====== Data for processing ======
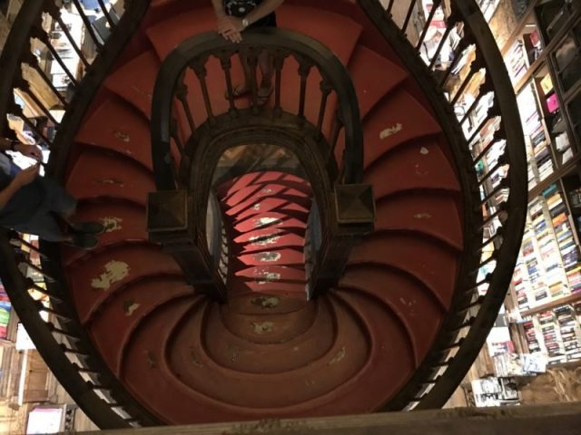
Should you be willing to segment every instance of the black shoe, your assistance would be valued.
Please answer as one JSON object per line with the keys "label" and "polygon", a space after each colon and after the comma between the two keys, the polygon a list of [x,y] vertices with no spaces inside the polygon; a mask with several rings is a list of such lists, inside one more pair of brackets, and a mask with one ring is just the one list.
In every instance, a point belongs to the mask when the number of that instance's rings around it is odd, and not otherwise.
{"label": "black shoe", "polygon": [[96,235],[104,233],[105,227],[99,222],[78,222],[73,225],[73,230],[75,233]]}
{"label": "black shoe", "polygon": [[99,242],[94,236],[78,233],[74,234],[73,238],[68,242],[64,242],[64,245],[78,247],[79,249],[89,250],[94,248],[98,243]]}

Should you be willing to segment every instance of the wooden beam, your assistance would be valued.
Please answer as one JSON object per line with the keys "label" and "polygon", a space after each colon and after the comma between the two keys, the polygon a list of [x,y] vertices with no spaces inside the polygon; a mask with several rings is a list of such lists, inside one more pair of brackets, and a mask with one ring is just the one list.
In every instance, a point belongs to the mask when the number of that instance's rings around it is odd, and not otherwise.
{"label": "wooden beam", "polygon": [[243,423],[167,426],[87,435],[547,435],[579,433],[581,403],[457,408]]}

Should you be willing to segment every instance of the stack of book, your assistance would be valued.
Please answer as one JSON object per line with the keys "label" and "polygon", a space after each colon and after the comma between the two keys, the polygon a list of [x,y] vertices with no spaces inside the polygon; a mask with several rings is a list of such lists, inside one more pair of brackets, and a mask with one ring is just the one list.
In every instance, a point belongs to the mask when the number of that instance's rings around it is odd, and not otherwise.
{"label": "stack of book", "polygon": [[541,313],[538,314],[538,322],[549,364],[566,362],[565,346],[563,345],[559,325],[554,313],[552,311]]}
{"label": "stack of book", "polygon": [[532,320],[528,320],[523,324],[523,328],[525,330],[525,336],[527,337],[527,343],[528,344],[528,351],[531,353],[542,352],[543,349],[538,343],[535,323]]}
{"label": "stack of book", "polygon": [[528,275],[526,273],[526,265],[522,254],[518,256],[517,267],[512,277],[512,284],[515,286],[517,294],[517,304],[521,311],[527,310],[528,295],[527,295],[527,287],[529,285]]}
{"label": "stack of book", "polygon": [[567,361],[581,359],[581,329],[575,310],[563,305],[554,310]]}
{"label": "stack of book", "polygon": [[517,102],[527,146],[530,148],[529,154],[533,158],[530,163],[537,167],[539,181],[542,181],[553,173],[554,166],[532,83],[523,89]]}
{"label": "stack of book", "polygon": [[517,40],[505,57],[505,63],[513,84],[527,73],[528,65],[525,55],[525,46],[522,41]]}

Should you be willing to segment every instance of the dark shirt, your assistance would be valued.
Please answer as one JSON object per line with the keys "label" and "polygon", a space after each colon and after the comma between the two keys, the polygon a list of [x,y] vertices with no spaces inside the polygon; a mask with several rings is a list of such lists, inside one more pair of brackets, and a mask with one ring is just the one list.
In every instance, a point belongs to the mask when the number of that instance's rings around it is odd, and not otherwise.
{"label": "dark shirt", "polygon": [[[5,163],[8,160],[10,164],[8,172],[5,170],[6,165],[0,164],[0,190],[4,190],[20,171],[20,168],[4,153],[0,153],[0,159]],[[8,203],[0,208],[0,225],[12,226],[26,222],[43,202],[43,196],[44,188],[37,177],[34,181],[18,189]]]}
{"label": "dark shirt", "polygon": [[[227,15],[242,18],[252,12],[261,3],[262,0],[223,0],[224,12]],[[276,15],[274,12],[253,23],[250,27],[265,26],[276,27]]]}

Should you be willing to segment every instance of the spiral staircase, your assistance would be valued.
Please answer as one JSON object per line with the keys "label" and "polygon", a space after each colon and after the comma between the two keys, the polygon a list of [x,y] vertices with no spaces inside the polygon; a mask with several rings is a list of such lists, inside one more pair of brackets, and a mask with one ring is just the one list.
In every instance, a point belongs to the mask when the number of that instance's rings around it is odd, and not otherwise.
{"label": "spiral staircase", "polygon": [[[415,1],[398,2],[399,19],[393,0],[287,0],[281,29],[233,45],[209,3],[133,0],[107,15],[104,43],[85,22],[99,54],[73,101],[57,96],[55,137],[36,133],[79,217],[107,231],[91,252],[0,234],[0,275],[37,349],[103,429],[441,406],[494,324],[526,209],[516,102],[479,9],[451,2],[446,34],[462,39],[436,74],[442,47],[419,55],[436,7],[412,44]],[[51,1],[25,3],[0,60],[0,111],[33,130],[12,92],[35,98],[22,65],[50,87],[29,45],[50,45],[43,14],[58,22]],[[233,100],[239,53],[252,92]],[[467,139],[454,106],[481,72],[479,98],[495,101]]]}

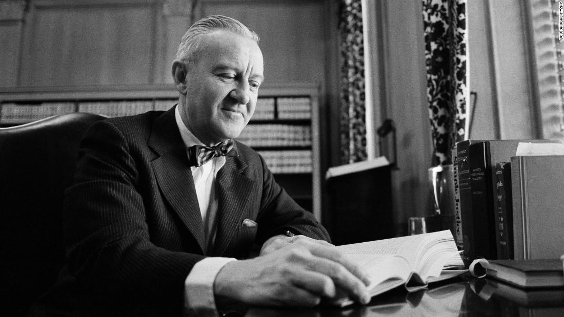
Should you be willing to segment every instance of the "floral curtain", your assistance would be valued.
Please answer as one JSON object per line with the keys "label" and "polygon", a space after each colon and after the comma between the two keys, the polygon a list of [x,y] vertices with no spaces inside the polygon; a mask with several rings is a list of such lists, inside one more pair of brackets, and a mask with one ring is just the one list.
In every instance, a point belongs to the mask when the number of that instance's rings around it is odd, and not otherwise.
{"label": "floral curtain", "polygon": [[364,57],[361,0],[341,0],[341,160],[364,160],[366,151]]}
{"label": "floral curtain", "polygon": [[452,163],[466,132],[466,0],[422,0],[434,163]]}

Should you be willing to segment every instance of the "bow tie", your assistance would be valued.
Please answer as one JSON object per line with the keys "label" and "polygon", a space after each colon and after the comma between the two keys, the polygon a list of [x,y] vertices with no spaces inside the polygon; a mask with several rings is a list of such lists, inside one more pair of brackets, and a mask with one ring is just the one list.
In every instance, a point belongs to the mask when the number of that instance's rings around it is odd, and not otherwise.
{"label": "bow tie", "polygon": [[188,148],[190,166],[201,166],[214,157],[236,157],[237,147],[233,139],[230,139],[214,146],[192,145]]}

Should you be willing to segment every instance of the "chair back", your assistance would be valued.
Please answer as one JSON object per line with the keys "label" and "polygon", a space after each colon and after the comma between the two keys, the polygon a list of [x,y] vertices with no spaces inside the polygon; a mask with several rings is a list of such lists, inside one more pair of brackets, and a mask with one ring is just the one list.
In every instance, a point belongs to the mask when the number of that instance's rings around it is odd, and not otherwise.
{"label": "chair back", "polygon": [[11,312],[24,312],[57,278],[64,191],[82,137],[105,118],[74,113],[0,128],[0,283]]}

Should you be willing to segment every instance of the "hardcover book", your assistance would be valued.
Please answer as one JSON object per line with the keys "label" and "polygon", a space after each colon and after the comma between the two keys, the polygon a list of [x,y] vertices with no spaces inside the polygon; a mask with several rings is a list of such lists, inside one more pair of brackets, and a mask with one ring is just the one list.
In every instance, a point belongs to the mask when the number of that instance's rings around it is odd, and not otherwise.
======
====== Data for processing ======
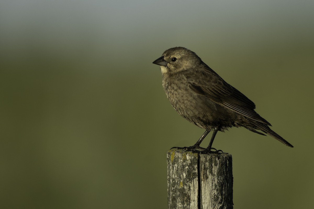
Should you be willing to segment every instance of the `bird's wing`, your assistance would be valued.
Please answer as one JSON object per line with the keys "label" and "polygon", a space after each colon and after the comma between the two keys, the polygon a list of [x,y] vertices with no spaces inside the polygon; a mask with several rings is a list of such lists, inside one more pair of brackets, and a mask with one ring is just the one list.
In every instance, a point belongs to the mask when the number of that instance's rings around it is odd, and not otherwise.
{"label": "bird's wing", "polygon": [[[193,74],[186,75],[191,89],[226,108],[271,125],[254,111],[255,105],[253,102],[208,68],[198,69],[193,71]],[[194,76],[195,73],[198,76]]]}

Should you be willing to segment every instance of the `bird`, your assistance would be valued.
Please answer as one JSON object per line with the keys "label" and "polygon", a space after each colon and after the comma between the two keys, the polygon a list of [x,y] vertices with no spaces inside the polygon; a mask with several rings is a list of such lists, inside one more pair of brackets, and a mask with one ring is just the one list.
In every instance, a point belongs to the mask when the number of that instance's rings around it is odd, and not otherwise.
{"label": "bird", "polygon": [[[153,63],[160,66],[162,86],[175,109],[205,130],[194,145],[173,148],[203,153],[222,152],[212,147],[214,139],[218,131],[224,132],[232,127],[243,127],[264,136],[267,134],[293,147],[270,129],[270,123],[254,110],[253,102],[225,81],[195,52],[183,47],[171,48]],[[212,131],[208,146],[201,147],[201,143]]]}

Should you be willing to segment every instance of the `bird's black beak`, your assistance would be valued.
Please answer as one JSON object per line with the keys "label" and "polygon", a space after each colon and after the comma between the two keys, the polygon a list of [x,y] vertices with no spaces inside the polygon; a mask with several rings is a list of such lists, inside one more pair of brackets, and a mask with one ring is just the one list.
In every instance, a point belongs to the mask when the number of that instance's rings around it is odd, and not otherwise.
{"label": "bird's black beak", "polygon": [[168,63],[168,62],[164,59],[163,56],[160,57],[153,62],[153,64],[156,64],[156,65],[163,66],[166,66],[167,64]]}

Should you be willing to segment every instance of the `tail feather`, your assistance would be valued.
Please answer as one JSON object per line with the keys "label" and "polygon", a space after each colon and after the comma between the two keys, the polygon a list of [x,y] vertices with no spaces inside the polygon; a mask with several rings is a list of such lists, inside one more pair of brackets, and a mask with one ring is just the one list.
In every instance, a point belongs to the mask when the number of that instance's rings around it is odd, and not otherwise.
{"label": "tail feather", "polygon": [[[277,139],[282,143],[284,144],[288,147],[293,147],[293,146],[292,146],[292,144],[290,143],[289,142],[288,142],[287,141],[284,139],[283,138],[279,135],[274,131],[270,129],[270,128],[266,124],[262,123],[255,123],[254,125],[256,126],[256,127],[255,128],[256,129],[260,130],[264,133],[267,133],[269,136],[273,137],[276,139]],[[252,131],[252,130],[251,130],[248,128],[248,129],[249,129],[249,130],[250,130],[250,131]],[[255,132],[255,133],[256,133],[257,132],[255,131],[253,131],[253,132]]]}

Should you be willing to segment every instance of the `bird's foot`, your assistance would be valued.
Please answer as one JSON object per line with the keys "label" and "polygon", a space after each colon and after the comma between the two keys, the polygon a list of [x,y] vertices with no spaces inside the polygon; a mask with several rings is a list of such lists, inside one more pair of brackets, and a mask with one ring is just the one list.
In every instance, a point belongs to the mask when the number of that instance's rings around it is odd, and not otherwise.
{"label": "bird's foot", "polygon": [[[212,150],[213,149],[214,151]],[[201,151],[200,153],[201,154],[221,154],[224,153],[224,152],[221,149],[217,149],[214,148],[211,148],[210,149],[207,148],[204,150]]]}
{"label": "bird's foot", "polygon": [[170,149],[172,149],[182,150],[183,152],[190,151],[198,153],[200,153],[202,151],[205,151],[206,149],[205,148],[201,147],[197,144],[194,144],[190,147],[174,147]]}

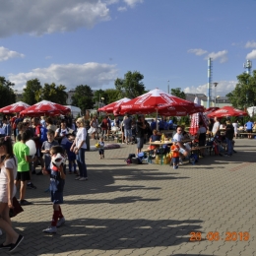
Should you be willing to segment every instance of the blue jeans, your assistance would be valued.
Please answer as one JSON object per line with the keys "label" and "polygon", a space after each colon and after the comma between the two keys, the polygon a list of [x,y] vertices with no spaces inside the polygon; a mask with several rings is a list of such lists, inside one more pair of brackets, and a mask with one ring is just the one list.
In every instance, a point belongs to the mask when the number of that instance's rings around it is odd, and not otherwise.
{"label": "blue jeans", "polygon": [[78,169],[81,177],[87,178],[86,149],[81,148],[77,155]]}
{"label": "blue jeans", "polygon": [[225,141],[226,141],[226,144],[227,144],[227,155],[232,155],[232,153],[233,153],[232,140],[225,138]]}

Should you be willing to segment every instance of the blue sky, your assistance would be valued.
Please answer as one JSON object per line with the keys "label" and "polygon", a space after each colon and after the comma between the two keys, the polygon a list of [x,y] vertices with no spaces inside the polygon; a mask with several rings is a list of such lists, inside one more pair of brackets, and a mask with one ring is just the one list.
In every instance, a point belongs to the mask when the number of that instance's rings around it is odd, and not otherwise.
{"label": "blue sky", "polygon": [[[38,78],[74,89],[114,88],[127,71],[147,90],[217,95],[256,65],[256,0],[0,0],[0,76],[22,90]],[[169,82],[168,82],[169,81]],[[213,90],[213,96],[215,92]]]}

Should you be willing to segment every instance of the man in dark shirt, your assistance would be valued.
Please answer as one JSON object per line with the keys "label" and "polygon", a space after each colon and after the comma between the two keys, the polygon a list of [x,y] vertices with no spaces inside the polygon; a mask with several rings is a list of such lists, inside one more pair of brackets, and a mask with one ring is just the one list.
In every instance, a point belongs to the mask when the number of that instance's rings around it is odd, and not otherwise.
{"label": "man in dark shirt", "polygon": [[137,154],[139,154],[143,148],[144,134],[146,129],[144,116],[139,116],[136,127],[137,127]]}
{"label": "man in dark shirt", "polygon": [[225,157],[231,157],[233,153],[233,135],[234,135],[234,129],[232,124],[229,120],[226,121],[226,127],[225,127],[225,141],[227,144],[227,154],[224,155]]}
======
# [Exercise task]
How many lines in the items above contain the string "beam"? Reply with the number alone.

# [Exercise output]
2